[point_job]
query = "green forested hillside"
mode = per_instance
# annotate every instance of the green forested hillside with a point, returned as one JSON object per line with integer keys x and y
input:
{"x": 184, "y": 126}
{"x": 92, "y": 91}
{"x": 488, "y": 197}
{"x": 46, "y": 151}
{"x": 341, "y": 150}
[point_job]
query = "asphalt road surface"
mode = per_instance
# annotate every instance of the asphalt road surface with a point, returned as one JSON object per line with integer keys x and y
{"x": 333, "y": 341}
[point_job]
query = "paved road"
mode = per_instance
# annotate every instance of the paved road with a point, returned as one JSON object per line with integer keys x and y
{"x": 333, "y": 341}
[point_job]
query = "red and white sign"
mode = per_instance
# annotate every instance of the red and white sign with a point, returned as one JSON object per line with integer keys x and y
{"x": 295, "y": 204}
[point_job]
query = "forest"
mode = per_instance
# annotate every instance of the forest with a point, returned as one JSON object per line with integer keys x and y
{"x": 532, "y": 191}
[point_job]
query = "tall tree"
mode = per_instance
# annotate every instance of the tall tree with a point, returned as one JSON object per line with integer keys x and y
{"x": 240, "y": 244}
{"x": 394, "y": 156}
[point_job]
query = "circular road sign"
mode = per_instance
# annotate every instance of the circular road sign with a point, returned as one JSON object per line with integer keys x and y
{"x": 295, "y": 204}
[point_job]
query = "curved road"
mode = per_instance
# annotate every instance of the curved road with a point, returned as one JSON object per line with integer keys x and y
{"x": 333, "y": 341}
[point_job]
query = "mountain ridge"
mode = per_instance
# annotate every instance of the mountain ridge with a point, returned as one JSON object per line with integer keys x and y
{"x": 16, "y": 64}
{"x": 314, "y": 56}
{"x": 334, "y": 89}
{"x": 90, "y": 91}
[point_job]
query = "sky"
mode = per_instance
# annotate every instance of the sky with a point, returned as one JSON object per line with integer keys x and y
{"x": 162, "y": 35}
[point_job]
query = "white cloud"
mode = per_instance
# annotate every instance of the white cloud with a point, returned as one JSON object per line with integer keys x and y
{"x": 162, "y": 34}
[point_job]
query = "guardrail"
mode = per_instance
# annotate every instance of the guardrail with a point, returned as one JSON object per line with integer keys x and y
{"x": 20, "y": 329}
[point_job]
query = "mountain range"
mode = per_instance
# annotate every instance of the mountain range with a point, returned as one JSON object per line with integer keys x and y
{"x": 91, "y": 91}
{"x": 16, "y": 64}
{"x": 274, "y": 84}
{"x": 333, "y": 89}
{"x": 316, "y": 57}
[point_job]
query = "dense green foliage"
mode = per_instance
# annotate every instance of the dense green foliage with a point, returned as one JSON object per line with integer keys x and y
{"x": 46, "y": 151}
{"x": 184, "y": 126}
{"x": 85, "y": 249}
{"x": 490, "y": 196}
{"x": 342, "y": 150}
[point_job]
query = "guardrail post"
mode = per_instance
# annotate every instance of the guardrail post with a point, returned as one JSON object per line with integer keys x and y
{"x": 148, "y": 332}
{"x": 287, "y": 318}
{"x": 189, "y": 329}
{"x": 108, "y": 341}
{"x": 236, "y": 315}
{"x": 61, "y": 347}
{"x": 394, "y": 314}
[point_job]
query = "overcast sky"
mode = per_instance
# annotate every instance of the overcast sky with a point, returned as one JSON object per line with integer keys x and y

-- -- --

- **What you should do**: Copy all of the data exactly.

- **Exercise output**:
[point_job]
query = "green forested hillside"
mode = per_instance
# annotate every instance of the green forested hillside with a point, returned as one JSON object per line with integer keys x and y
input:
{"x": 184, "y": 126}
{"x": 92, "y": 91}
{"x": 488, "y": 197}
{"x": 46, "y": 151}
{"x": 341, "y": 150}
[point_job]
query = "asphalt road surface"
mode = per_instance
# annotate every instance of the asphalt road surface with a point, returned as one JSON object per line with integer keys x and y
{"x": 333, "y": 341}
[point_job]
query = "paved road"
mode = per_instance
# annotate every instance of the paved road with a point, returned as one JSON object per line with integer keys x and y
{"x": 333, "y": 341}
[point_job]
query = "red and white sign"
mode = per_instance
# annotate every instance of the red and white sign with a point, returned as one JSON object per line with integer keys x and y
{"x": 295, "y": 204}
[point_job]
query = "forest"
mode = per_instance
# annotate every instance of the forest with a point, returned as one JSON object per line with integer keys x and y
{"x": 532, "y": 191}
[point_job]
query = "tall tree"
mode = per_instance
# annotate every instance of the tall tree with a point, returned as one JSON object per line with integer keys x and y
{"x": 240, "y": 244}
{"x": 394, "y": 156}
[point_job]
query = "circular road sign"
mode = per_instance
# annotate every instance of the circular road sign with a point, returned as one JSON object per line with integer keys x and y
{"x": 295, "y": 204}
[point_job]
query = "curved road"
mode = per_instance
# annotate every instance of the curved road with a point, returned as one JSON object per line with integer keys x and y
{"x": 333, "y": 341}
[point_job]
query = "mountain ridge"
mode = per_instance
# annotate every instance of the mountain ridge with a point, returned as one JSON object per line with integer keys x and y
{"x": 16, "y": 64}
{"x": 314, "y": 56}
{"x": 334, "y": 89}
{"x": 90, "y": 91}
[point_job]
query = "sky"
mode = per_instance
# annotate every instance of the sky with a point, returned as one JSON object per line with integer keys x and y
{"x": 162, "y": 35}
[point_job]
query = "white cloud"
mode = per_instance
# annotate every instance of the white cloud with a point, returned as one JSON object per line with integer keys x and y
{"x": 162, "y": 34}
[point_job]
query = "guardrail"
mode = per_instance
# annotate every instance of the guardrail with a point, returned as one JSON object per line with integer keys x and y
{"x": 20, "y": 329}
[point_job]
query = "mountain range"
mode = per_instance
# annotate every instance of the mountain range with a point, returned as one JSON object per line with integer keys x and y
{"x": 91, "y": 91}
{"x": 16, "y": 64}
{"x": 274, "y": 84}
{"x": 333, "y": 89}
{"x": 316, "y": 57}
[point_job]
query = "dense green foliage"
mode = per_instance
# annotate every instance of the dense green foliage with a point, returned as one JSON object per line with integer keys x and y
{"x": 46, "y": 151}
{"x": 184, "y": 126}
{"x": 85, "y": 249}
{"x": 490, "y": 196}
{"x": 342, "y": 150}
[point_job]
query = "guardrail post"
mode = per_instance
# annotate every instance of the guardrail post with a point, returned as one JSON object per line with integer keys x and y
{"x": 148, "y": 332}
{"x": 287, "y": 318}
{"x": 189, "y": 329}
{"x": 108, "y": 341}
{"x": 236, "y": 315}
{"x": 61, "y": 347}
{"x": 394, "y": 314}
[point_job]
query = "overcast sky"
mode = per_instance
# annotate every instance of the overcast sky with a point, returned as one JSON object per line with integer keys x and y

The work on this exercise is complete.